(Problem) In the recovery posts, where does the writer of the last post say they went after posting the night before?

(Given text)
>> Begin

I'm with what everyone else says. "We're ready when we're ready " Adriana don't be ashamed.
Look at what I did almost 6 years and thru it away because I was a big puss and couldn't handle emotional shit, well what it did was show me and teach me more about myself. And I still doing some of the same shit but alot less now and i'm letting things go better, not everything but it's better at least I let my old lady go finally and believe me I wake up every night angry over that wanting to call and then I want to use and hide my hurt feelings LOL but I do not do either .
thanks guys, I'm going to a meeting here in a bit, I'm not feeling quite as committed now, I've started telling myself that I'm not that bad, maybe I haven't hit my "bottom" yet, but do I have to wait until I'm on the brink of death to stop. After I posted last night I went to my dealers to see if he had any oxys left, I've never done that. He didn't I went home and now I'm just feeling like I am farther away from realizing I can NEVER use, I'll always want more.

>> End

(Items from a dataset)
>> Begin

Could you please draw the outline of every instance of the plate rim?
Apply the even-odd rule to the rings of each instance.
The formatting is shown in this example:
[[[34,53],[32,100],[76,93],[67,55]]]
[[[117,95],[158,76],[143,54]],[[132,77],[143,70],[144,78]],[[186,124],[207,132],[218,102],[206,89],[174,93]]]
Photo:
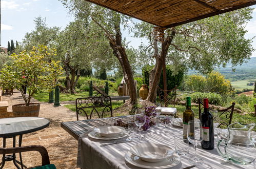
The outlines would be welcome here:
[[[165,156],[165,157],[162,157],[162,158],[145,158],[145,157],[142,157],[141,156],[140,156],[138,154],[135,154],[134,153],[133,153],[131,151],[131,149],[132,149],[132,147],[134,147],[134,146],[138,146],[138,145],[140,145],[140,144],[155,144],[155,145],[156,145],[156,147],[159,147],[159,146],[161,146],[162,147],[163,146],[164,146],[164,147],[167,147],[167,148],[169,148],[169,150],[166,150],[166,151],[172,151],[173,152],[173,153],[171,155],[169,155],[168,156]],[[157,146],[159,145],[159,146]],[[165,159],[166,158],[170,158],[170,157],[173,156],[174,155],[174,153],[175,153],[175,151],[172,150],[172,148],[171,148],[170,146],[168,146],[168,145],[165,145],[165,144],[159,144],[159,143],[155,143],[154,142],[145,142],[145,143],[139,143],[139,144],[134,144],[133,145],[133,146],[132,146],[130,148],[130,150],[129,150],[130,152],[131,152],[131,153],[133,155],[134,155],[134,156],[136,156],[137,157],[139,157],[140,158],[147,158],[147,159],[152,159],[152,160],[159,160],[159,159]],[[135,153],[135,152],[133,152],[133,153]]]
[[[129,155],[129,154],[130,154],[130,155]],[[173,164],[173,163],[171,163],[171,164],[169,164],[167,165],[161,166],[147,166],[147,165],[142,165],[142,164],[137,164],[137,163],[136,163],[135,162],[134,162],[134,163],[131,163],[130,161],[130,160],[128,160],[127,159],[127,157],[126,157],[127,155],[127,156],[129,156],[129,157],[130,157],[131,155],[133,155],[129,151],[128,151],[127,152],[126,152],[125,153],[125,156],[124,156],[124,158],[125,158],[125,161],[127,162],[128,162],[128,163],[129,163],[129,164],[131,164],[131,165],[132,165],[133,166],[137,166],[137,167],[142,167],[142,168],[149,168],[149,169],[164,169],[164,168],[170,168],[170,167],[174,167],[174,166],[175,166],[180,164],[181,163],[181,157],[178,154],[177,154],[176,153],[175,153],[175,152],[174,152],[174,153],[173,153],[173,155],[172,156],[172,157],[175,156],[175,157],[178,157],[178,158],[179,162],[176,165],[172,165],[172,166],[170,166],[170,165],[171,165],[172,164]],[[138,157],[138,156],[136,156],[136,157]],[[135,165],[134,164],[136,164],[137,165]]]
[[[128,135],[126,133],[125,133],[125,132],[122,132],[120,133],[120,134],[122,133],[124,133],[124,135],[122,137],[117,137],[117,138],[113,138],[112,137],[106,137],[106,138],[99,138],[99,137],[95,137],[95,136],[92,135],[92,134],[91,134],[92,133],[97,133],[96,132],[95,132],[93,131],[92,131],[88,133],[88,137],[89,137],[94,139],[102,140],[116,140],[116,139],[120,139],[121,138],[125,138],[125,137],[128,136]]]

>> End

(Result of the task) To their dealer's, to see if he had any oxys left.